INFORMATION SUPPLIED -
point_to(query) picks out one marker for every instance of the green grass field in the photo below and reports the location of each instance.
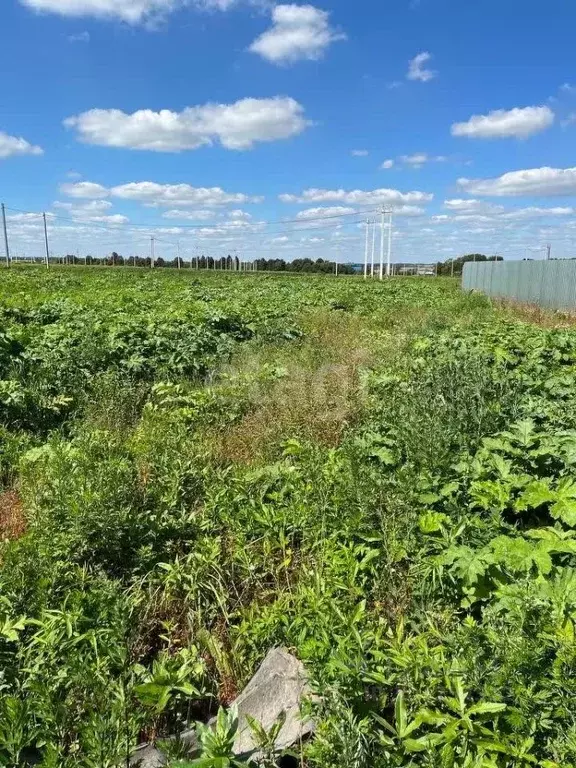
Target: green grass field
(197, 468)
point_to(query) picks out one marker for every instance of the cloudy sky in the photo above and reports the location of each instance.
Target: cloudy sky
(277, 129)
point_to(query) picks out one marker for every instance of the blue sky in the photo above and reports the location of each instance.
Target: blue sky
(277, 128)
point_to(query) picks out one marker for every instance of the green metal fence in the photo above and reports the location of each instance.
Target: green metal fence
(546, 283)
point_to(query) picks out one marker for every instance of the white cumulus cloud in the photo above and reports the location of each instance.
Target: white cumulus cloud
(130, 11)
(418, 159)
(417, 69)
(335, 210)
(391, 197)
(298, 32)
(458, 205)
(151, 193)
(84, 189)
(545, 182)
(236, 126)
(520, 122)
(201, 215)
(11, 146)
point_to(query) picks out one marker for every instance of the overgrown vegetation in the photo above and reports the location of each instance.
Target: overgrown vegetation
(379, 476)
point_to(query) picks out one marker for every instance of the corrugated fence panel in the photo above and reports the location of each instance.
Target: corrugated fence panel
(546, 283)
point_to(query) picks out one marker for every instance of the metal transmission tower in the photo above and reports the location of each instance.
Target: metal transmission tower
(366, 249)
(5, 236)
(47, 259)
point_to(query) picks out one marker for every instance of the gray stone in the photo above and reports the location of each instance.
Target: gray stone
(147, 756)
(279, 685)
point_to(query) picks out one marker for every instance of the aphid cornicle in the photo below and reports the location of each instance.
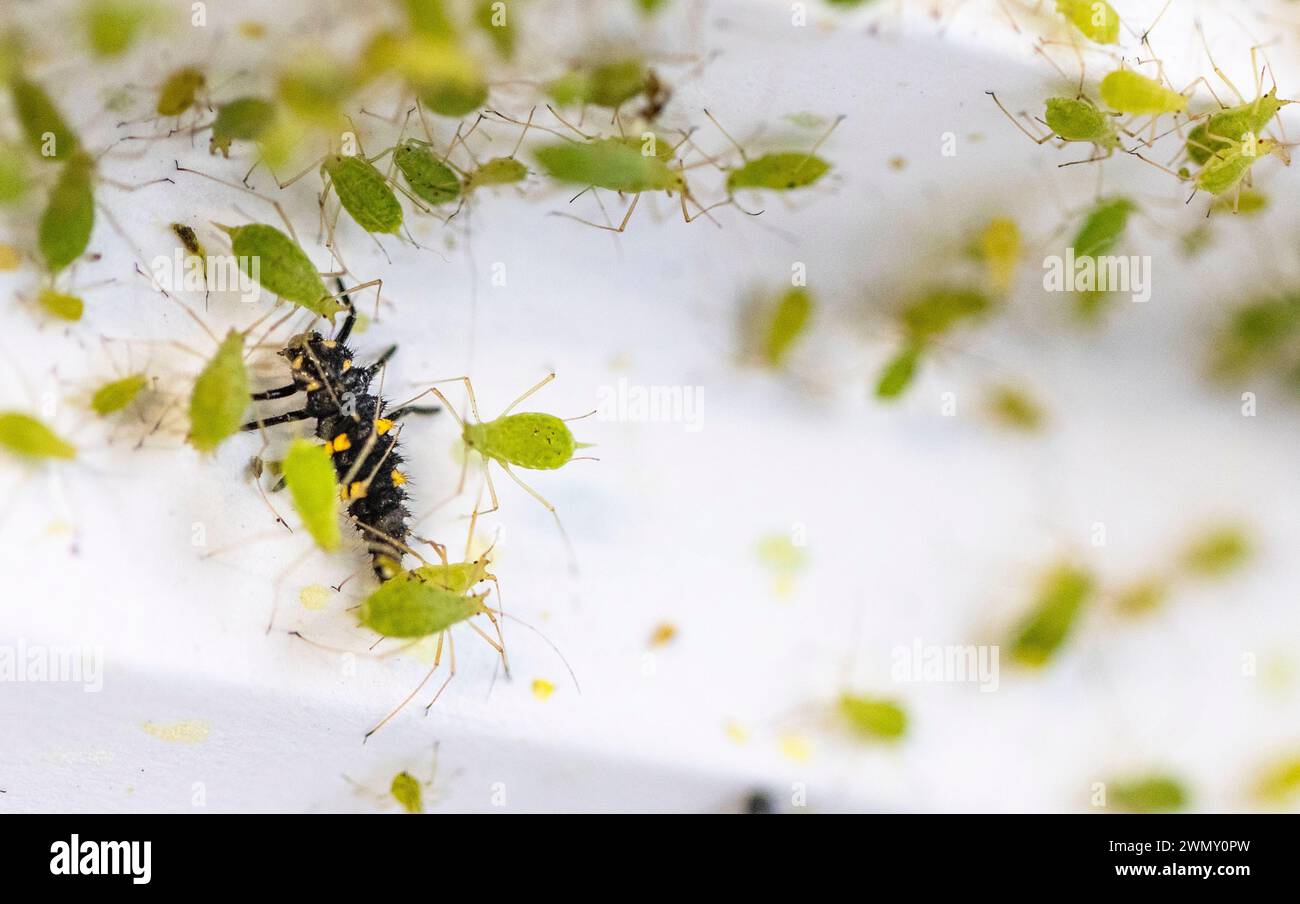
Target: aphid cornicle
(359, 435)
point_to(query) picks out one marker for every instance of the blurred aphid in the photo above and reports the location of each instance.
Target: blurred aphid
(180, 91)
(245, 120)
(220, 396)
(1217, 552)
(999, 247)
(1135, 94)
(69, 217)
(1147, 794)
(406, 790)
(48, 134)
(113, 26)
(788, 320)
(883, 719)
(1096, 20)
(1060, 598)
(313, 487)
(1014, 409)
(60, 305)
(282, 267)
(117, 394)
(1279, 782)
(27, 437)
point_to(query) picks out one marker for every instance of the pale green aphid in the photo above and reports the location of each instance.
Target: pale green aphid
(363, 191)
(1096, 20)
(789, 320)
(313, 487)
(69, 217)
(116, 394)
(60, 305)
(48, 134)
(883, 719)
(220, 396)
(429, 178)
(1135, 94)
(1061, 596)
(284, 268)
(603, 85)
(26, 437)
(410, 606)
(243, 119)
(1217, 552)
(180, 91)
(406, 790)
(1230, 125)
(609, 163)
(1147, 794)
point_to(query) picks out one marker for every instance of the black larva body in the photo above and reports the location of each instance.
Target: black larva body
(360, 437)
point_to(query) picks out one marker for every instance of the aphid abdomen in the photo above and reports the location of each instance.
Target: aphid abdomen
(531, 440)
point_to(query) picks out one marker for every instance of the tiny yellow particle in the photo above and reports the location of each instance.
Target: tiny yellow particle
(796, 747)
(193, 731)
(313, 596)
(542, 688)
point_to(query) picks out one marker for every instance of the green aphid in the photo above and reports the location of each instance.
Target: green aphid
(313, 487)
(284, 268)
(364, 193)
(939, 310)
(411, 606)
(14, 178)
(220, 396)
(1015, 409)
(429, 178)
(180, 91)
(494, 18)
(113, 26)
(609, 163)
(69, 216)
(1103, 228)
(245, 120)
(116, 394)
(1217, 552)
(1148, 794)
(497, 171)
(1075, 120)
(48, 134)
(789, 320)
(1229, 165)
(60, 305)
(26, 437)
(1231, 125)
(602, 85)
(898, 372)
(406, 790)
(1061, 596)
(883, 719)
(1279, 782)
(1096, 20)
(1135, 94)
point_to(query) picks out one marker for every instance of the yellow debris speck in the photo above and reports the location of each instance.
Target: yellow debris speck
(796, 747)
(313, 596)
(191, 731)
(542, 688)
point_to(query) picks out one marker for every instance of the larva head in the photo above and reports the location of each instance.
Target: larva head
(1075, 120)
(529, 440)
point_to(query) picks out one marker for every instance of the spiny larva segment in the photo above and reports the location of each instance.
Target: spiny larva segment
(531, 440)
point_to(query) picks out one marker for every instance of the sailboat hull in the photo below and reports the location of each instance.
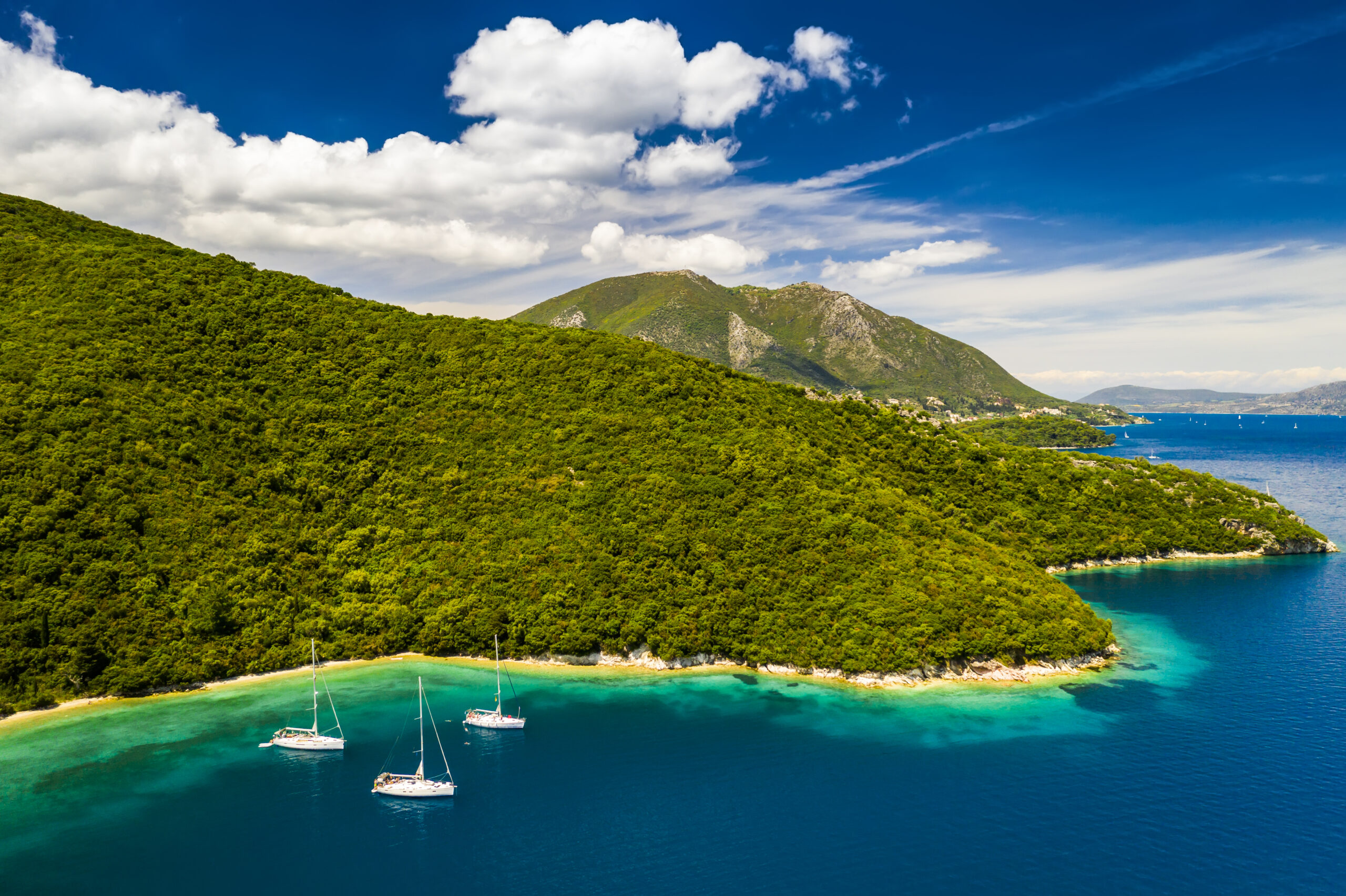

WORK TO BE COMPLETED - Your output should be the full set of entries above, restated word for word and free of pictures.

REPLY TO THE EXERCISE -
point_to(query) picks out one marker for every instance of the green grass field in the photo below and reports the location of each instance.
Target: green grass field
(197, 468)
point_to(query) picks out one marker for every instance of the cloudy sky in the photo above and reports the location of each instance.
Target: cloudy sky
(277, 129)
point_to(query) picks out one marker for every instance of the blue sky in the photo above and reports the location of each instance.
Target: blue sky
(277, 128)
point_to(query) picks out one marker for every instance of the green metal fence in the photo above and reports the location of each instance.
Target: green metal fence
(546, 283)
point_to(query) picks out one marker for every instance of the white cumulus cloud in the photo above and reports the location of each instance.
Target: white cumulus cloud
(130, 11)
(418, 159)
(417, 69)
(335, 210)
(391, 197)
(298, 32)
(458, 205)
(151, 193)
(84, 189)
(545, 182)
(236, 126)
(520, 122)
(201, 215)
(11, 146)
point_to(query) picks out one marker for every instance of the overgrown vegetation in the photo above and reports the location of each instance.
Target: overgrown vegetation
(379, 476)
point_to(query) picks out one marker for every instance of the corrugated fence panel in the photo above and reports the location of each instance.
Target: corrugated fence panel
(546, 283)
point_to(query) picks out one marker for every instance of the metal transmission tower in the photo above and reports the location of each instance.
Target: metal transmission tower
(366, 249)
(5, 236)
(47, 259)
point_to(query) picks out one marker for every instance of the gray stone in the photo above and reports the location of each instance.
Target: gray stone
(147, 756)
(279, 685)
point_to(query) picks out one marker for every instance of the aphid cornicle in the photo below and reports the location of each instance.
Target: aphid cornicle
(359, 435)
point_to(query) picks out one marker for every instance of the blurred aphid in the photo above and reports the location of each instance.
Target: blurred aphid
(180, 91)
(245, 120)
(220, 396)
(1217, 552)
(999, 247)
(1135, 94)
(69, 217)
(1147, 794)
(406, 790)
(48, 134)
(113, 26)
(788, 320)
(883, 719)
(1096, 20)
(1060, 598)
(313, 487)
(1014, 409)
(60, 305)
(282, 267)
(117, 394)
(1279, 782)
(27, 437)
point_to(query) picks out one marker for every instance of the pale green aphid in the photo above and reports the location of each instance.
Target: pale green aphid
(363, 191)
(1096, 20)
(789, 320)
(313, 487)
(69, 217)
(116, 394)
(60, 305)
(48, 134)
(883, 719)
(220, 396)
(429, 178)
(1135, 94)
(1061, 596)
(284, 268)
(603, 85)
(26, 437)
(410, 606)
(243, 119)
(1217, 552)
(180, 91)
(406, 790)
(1230, 125)
(609, 163)
(1147, 794)
point_to(query) picks out one marker for every instance of the black larva body in the photo above and reports the location of each instance.
Target: black larva body
(360, 437)
point_to(query) picks out one marker for every instance of the aphid abdomen in the photo above and reports the location of each instance.
Target: aphid abdomen
(531, 440)
point_to(query) picks out one marker for every instance of the tiny yellow particle in the photo above and reports the location of each instance.
Target: tiny yellow particle
(796, 747)
(193, 731)
(313, 596)
(542, 688)
point_to(query) picks out one marker for every instance of the green aphid in the photo above and reports the location of each instance.
Target: green aphid
(313, 487)
(284, 268)
(364, 193)
(939, 310)
(411, 606)
(14, 178)
(220, 396)
(1015, 409)
(429, 178)
(180, 91)
(494, 18)
(113, 26)
(609, 163)
(69, 216)
(1103, 228)
(245, 120)
(116, 394)
(1217, 552)
(1148, 794)
(497, 171)
(1075, 120)
(48, 134)
(789, 320)
(1229, 165)
(60, 305)
(26, 437)
(1231, 125)
(602, 85)
(898, 372)
(406, 790)
(1061, 596)
(883, 719)
(1279, 782)
(1096, 20)
(1135, 94)
point_to(query) picks out one marker for every instance of the yellow debris speck in the photo above and reports the location of each instance.
Target: yellow debris speck
(796, 747)
(313, 596)
(191, 731)
(542, 688)
point_to(query) picks out one marker for every instance of the larva head in the photo above and reports the location of each instance.
Target: larva head
(1075, 120)
(529, 440)
point_to(query) picks out one marker for every instance of the spiny larva segment in the photo above and reports the location of each instance.
Target: spiny larva segment
(531, 440)
point_to(query) picks out one marker for every instance of the sailboat hull in the photo below and reports the location of each instance.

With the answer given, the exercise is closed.